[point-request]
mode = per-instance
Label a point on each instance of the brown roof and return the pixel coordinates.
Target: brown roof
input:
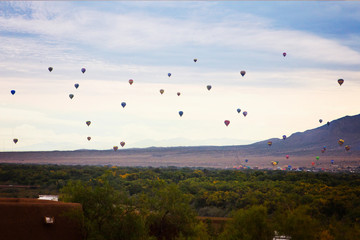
(22, 218)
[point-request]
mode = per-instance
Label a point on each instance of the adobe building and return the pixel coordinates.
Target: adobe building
(22, 218)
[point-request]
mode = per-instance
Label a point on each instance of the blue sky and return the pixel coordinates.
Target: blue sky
(119, 40)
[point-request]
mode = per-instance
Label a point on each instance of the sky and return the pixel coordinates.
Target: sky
(120, 40)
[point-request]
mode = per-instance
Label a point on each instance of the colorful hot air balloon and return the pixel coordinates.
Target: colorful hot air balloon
(341, 81)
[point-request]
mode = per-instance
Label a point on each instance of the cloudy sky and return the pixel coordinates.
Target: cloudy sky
(118, 40)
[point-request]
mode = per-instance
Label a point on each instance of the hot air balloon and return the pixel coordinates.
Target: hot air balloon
(341, 81)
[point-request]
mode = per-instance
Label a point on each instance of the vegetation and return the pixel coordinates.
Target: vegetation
(162, 203)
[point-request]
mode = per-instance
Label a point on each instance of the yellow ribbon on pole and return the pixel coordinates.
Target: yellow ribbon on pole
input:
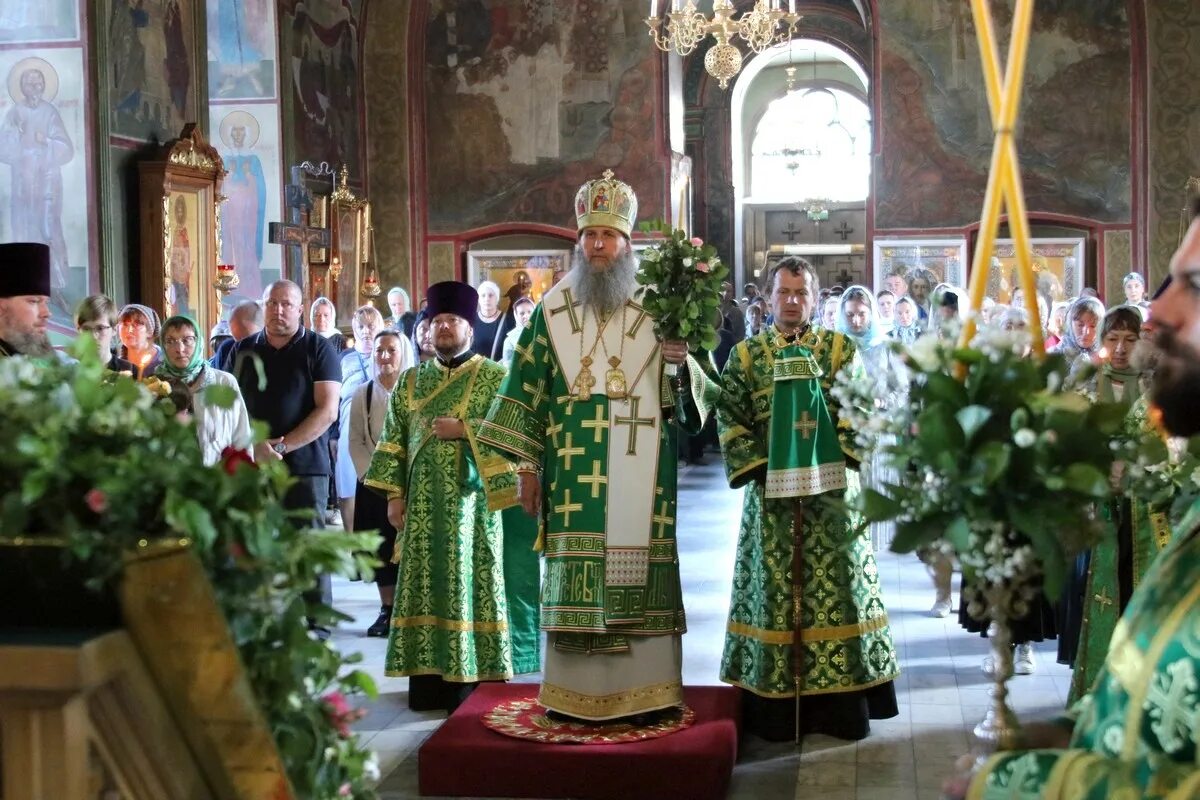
(1005, 178)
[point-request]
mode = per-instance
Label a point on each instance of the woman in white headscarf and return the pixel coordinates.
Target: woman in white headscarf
(858, 319)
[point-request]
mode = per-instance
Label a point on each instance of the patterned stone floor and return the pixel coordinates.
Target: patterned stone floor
(942, 692)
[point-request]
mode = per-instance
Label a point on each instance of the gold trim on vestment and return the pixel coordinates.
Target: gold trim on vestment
(809, 692)
(449, 679)
(748, 468)
(1162, 639)
(809, 633)
(805, 481)
(618, 704)
(733, 433)
(390, 488)
(457, 625)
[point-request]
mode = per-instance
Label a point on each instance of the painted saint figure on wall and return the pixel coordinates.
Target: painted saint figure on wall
(244, 218)
(35, 144)
(180, 257)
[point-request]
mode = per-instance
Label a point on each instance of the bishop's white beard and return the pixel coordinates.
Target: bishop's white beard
(604, 290)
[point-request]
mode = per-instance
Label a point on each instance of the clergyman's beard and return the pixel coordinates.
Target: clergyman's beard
(1176, 384)
(36, 344)
(604, 289)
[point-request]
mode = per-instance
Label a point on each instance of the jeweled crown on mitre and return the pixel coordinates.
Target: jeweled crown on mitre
(606, 202)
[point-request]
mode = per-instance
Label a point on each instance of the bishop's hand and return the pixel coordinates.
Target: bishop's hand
(675, 352)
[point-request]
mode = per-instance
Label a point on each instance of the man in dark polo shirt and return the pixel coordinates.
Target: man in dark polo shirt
(299, 402)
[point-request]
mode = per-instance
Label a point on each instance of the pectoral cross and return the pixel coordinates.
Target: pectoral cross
(594, 480)
(599, 425)
(568, 507)
(634, 423)
(661, 519)
(298, 235)
(807, 426)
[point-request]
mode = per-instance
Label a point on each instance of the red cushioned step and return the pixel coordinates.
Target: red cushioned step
(465, 758)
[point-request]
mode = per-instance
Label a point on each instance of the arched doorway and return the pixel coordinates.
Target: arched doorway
(802, 157)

------------

* Problem requirements: All preceding records should be duplicated verbatim, images excepted.

* Solution below:
[point-request]
mode = per-instance
Label a point on each instance of the brown roof and return the pixel coordinates.
Target: brown roof
input:
(22, 218)
[point-request]
mode = per-instance
Label a point on each instance of the adobe building and return the pixel coordinates.
Target: adobe building
(22, 218)
[point-request]
mode = per-instance
Label a point on each instance of the blue sky and return the pixel coordinates.
Target: blue sky
(119, 40)
[point-request]
mode = per-instance
Label a point on each instance of the sky and return the pixel coordinates.
Target: sky
(120, 40)
[point-request]
mode = per-instance
Label a point on each instance of the colorful hot air balloon and return the pixel coordinates.
Target: colorful hot air balloon
(341, 81)
[point-request]
mode = per-instance
Label a point on each instance of the cloudy sky and return the pixel coordinates.
Target: cloudy sky
(118, 40)
[point-request]
mode = per-instance
Label a point on each instance of the hot air balloon and return the pixel coordinates.
Target: hot air balloon
(341, 81)
[point-request]
mode = per-instance
Label a point on each instance of the vegetation and return the pixel coordinates.
Target: vegetation
(162, 203)
[point-request]
mode = per-instance
Label a point on each instance of the yellow ribbon on pole and return the pixel coordinates.
Target: yellow ribbon on pole
input:
(1005, 178)
[point-request]
mode = per-instance
Label a point on each instance of the woman in white headscarf and return the pixel coordinates.
Target: woman in white headscarf
(858, 319)
[point-request]
mode = per-instance
Label a point on each instance of the patterned stone floor and return the pixel coordinates.
Target: patterned stone floor
(942, 692)
[point-request]
mode = per-instance
Label a point on each instance of the gold trim on vestment and return the pixel coordinates.
Target: gold trim on vestment
(809, 692)
(449, 679)
(748, 468)
(1162, 639)
(809, 633)
(805, 481)
(618, 704)
(733, 433)
(390, 488)
(457, 625)
[point-request]
mode = per-instance
Label a point on each instance of the painted saint figure on wall and return the pixel coordinates.
Target: painted saint figure on wall
(244, 218)
(35, 144)
(180, 257)
[point-request]
mode = per-instance
Label a point on each instance of the bishop's white beard and return the pixel coordinates.
Target: bishop's white beard
(604, 290)
[point-request]
mode = per-instance
Label a point on each instance of the clergyman's beard and return the pixel coordinates.
Target: clergyman's beard
(1176, 384)
(36, 344)
(604, 289)
[point-request]
mode = per-instance
Label a point on each instance of the jeweled crown on mitre and return the pixel coordinates.
Target: jeweled crown on mitre
(606, 202)
[point-request]
mode = per-instance
Label a point on each instance of the bishop's hand and return the pixel coordinates.
Target: bishop's hand
(675, 352)
[point-request]
mode = per-instance
Label a point on each instance of the man in dark polo shirt and return the pixel coordinates.
Target: man in dark polo shirt
(299, 402)
[point-request]
mode = per-instance
Label a point on each instance of the pectoral cross and return the pixel coordinates.
Target: pectoral cross
(594, 480)
(599, 425)
(568, 507)
(634, 423)
(661, 519)
(298, 235)
(807, 426)
[point-request]
mode = per-instance
Label a point on each instance of the red cushioned step and return the pixel coordinates.
Target: red cushioned step
(465, 758)
[point-request]
mode = per-instance
Label a point on each instance of the arched doorway and return the pixel coordinates.
Target: arched doorway
(802, 157)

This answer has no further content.